EXERCISE BRIEF: From the text on documenting food samples, copy word for word the part that opens with the words containing "If the food is" and closes with "as ‘table’, ‘polyunsaturated’.".
=== TEXT PROVIDED ===
If the food is processed, consideration must be given to whether its composition is affected by food legislation which may vary both by State and with time. This information is pertinent not just to the relevance of the data but also to checking the accuracy of the analytical values eg margarines and the meaning of terms such as ‘table’, ‘polyunsaturated’.

The sampling description required includes whether the food was as generally available to consumers; whether the food was selected to specified criteria and, if so, what these were; when and where the food was purchased or obtained; how many samples of what size were obtained, and, if relevant, brand names.

This highly pertinent information assists to identify season, region of origin, market availability, consumer availability as well as nutrient implications. For example, the vitamin C content of a fresh-picked apple analysed immediately is inappropriate to represent the vitamin C content of applies stored for more than three days regardless of whether the apple is retail or home produced. The vitamin C content of a fresh-picked apple falls to a stable level after picking (Wills & El-Ghetany 1986). Data for fresh-picked apples would therefore be misleading if used to represent apples as available to the vast majority of the population. Similarly data from a study of vitamin C in oranges grown on experimental root stocks may be quite inappropriate relative to the commercially available fruit.

Further, without cultivar identification, local data on the potato, for example, would have been difficult to evaluate in a global context.

The edible portion information is vital to knowing to what the analytical data relate. The compiler needs to know which components of the food were included in the analytical sample; which components were rejected; and what the proporations of these were. This information assists both in further identifying the food as purchased and the food as analysed. All too often this information is not given or only the edible portion factor is given, usually as a percentage. The edible portion can at least provide some basis for assessing what proportion and, to a lesser extent, what part of the food is considered as edible. Different cultures may eat different parts of a food and this may change with time. For example, the fibre debate has affected what is commonly considered as ‘edible’ in our community. Also, the food as purchased may change with time and, without an objective description the edible portion, expressed only as a percentage, will be quite inappropriate and even misleading to the user. For example, fresh carrots used to be marketed in bunches with their tops resulting in a lower edible portion value than that of current market-trimmed carrots. Similarly, for meat chops changes in retail trimming practices affect the proportions of edible flesh to bone in the food as available.

Analytical sample information is required to identify whether a single or composite sample were formed (Greenfield & Southgate 1985) and, if composite, the number of units used and the proportions in which they were combined. The preparation of the analytical sample indicates the approach taken to obtain data representative of the food as purchased.

Laboratory handling and preparation information required by the compiler includes how the food sample was handled and stored both in the laboratory and, if transported significant distances, during transport; how the analytical sample was prepared and stored; and when and in what order the analyses were carried out. Sample handling and storage should be consistent with, at a minimum, usual home practices, ie consistent with manufacturer's instructions and appropriate to the food. If the food was transported, eg from interstate, details of how the food was prepared and packaged and information about the time lag between purchase and laboratory delivery must be available. Obviously some nutrients are affected by these handling practices.
=== SUPPLIED MATERIAL ===
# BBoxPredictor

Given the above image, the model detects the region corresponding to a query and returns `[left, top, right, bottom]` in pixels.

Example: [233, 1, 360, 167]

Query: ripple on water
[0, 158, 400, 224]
===
WRITTEN RESPONSE:
If the food is processed, consideration must be given to whether its composition is affected by food legislation which may vary both by State and with time. This information is pertinent not just to the relevance of the data but also to checking the accuracy of the analytical values eg margarines and the meaning of terms such as ‘table’, ‘polyunsaturated’.